Job ▸
Write out every line of the data below without changing a single character.

[Record set Boundary: Start]

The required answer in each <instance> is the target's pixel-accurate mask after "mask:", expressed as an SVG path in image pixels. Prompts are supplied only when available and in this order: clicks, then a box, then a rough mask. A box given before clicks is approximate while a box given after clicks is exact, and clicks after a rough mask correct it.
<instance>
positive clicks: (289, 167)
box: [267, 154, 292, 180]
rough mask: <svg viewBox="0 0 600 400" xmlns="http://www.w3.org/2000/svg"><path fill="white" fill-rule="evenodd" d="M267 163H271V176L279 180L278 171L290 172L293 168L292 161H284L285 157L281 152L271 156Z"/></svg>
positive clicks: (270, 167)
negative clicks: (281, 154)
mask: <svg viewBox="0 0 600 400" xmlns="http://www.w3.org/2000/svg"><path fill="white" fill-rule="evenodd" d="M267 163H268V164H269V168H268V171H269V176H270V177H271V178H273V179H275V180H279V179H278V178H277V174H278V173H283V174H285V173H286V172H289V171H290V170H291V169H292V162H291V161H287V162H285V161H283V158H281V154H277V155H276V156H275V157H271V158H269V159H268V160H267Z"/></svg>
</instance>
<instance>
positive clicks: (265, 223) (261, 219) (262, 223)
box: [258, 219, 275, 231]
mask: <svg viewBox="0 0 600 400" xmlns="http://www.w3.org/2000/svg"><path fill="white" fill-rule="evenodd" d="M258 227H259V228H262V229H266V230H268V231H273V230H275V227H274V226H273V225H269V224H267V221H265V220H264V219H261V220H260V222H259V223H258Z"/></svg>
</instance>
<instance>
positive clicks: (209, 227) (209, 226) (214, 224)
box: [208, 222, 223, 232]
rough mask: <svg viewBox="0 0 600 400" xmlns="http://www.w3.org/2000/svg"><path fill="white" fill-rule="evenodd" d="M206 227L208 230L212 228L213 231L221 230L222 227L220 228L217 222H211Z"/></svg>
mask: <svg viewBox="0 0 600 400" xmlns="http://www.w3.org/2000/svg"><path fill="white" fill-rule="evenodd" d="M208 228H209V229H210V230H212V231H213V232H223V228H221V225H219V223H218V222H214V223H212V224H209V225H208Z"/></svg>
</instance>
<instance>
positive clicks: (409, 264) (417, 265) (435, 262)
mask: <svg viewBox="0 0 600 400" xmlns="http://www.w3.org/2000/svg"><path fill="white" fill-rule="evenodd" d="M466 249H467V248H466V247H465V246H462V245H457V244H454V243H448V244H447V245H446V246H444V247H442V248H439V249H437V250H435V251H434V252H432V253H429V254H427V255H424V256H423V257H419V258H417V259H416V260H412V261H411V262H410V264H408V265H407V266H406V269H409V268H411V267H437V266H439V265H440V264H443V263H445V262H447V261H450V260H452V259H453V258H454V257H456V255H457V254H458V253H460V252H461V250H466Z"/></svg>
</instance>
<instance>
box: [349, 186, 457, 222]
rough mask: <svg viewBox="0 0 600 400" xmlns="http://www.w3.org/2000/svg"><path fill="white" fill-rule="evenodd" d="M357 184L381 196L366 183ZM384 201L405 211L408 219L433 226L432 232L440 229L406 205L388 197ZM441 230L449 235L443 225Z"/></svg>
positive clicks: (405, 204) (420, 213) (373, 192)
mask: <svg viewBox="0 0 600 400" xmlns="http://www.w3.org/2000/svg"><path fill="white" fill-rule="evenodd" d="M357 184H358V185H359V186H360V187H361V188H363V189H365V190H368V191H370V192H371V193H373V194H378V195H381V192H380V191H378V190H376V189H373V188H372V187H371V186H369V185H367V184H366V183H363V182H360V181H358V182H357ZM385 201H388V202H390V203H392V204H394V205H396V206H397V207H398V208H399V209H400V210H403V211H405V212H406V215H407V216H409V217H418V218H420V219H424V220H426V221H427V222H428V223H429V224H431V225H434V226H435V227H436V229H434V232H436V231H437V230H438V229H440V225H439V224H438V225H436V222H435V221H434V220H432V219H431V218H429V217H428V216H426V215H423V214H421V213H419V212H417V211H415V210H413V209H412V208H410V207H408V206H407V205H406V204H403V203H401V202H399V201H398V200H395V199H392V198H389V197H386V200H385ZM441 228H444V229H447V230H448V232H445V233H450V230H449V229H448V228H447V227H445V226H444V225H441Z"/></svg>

[Record set Boundary: End]

Completed task ▸
The required answer in each <instance> is the target's pixel-accurate mask after "mask:", expressed as an SVG path in image pixels. Prompts are supplied only when available and in this order: clicks, then a box, then a rough mask. A box given before clicks is approximate while a box given after clicks is exact, and clicks after a rough mask correct it.
<instance>
positive clicks: (289, 167)
box: [267, 154, 292, 180]
rough mask: <svg viewBox="0 0 600 400" xmlns="http://www.w3.org/2000/svg"><path fill="white" fill-rule="evenodd" d="M267 163H271V176L279 180L278 171L290 172L293 168L292 161H284L285 157L281 152L271 156Z"/></svg>
positive clicks: (270, 167)
negative clicks: (281, 154)
mask: <svg viewBox="0 0 600 400" xmlns="http://www.w3.org/2000/svg"><path fill="white" fill-rule="evenodd" d="M267 163H268V164H269V168H268V171H269V176H270V177H271V178H273V179H275V180H279V179H278V178H277V174H278V173H283V174H285V173H286V172H289V171H290V170H291V169H292V162H291V161H287V162H285V161H283V158H281V154H277V155H276V156H275V157H271V158H269V159H268V160H267Z"/></svg>
</instance>
<instance>
positive clicks: (265, 223) (261, 219) (262, 223)
box: [258, 219, 275, 231]
mask: <svg viewBox="0 0 600 400" xmlns="http://www.w3.org/2000/svg"><path fill="white" fill-rule="evenodd" d="M258 227H259V228H262V229H266V230H268V231H273V230H275V227H274V226H273V225H269V224H267V221H265V220H264V219H261V220H260V222H259V223H258Z"/></svg>
</instance>
<instance>
positive clicks: (209, 227) (209, 226) (214, 224)
box: [208, 222, 223, 232]
rough mask: <svg viewBox="0 0 600 400" xmlns="http://www.w3.org/2000/svg"><path fill="white" fill-rule="evenodd" d="M206 227L208 230L212 228L213 231L221 230L222 227L220 228L217 222H211Z"/></svg>
mask: <svg viewBox="0 0 600 400" xmlns="http://www.w3.org/2000/svg"><path fill="white" fill-rule="evenodd" d="M208 228H209V229H210V230H212V231H213V232H223V228H221V225H219V223H218V222H214V223H212V224H209V225H208Z"/></svg>
</instance>
<instance>
positive clicks: (409, 264) (417, 265) (435, 262)
mask: <svg viewBox="0 0 600 400" xmlns="http://www.w3.org/2000/svg"><path fill="white" fill-rule="evenodd" d="M466 249H467V248H466V247H465V246H462V245H457V244H454V243H448V244H447V245H446V246H444V247H442V248H439V249H437V250H435V251H434V252H432V253H429V254H427V255H424V256H423V257H419V258H417V259H416V260H412V261H411V262H410V264H408V265H407V266H406V269H409V268H411V267H437V266H439V265H440V264H443V263H445V262H447V261H450V260H452V259H453V258H454V257H456V255H457V254H458V253H460V252H461V250H466Z"/></svg>
</instance>
<instance>
box: [349, 186, 457, 222]
rough mask: <svg viewBox="0 0 600 400" xmlns="http://www.w3.org/2000/svg"><path fill="white" fill-rule="evenodd" d="M357 184L381 196L366 183ZM384 201L405 211L408 219L433 226L432 232L440 229L406 205L388 197ZM441 230L449 235L443 225Z"/></svg>
positive clicks: (405, 204) (420, 213) (373, 192)
mask: <svg viewBox="0 0 600 400" xmlns="http://www.w3.org/2000/svg"><path fill="white" fill-rule="evenodd" d="M357 184H358V185H359V186H360V187H361V188H363V189H365V190H368V191H370V192H371V193H373V194H378V195H381V192H380V191H378V190H376V189H373V188H372V187H371V186H369V185H367V184H366V183H363V182H360V181H358V182H357ZM385 201H388V202H390V203H392V204H394V205H396V206H397V207H398V208H399V209H400V210H403V211H405V212H406V215H407V216H409V217H418V218H420V219H424V220H426V221H427V222H428V223H429V224H431V225H434V226H435V227H436V229H434V232H436V231H437V230H438V229H440V225H439V224H438V225H436V222H435V221H434V220H432V219H431V218H429V217H428V216H426V215H423V214H421V213H419V212H417V211H415V210H413V209H412V208H410V207H408V206H407V205H406V204H403V203H401V202H399V201H398V200H395V199H392V198H389V197H386V200H385ZM441 228H444V229H447V230H448V232H445V233H450V230H449V229H448V228H447V227H445V226H444V225H441Z"/></svg>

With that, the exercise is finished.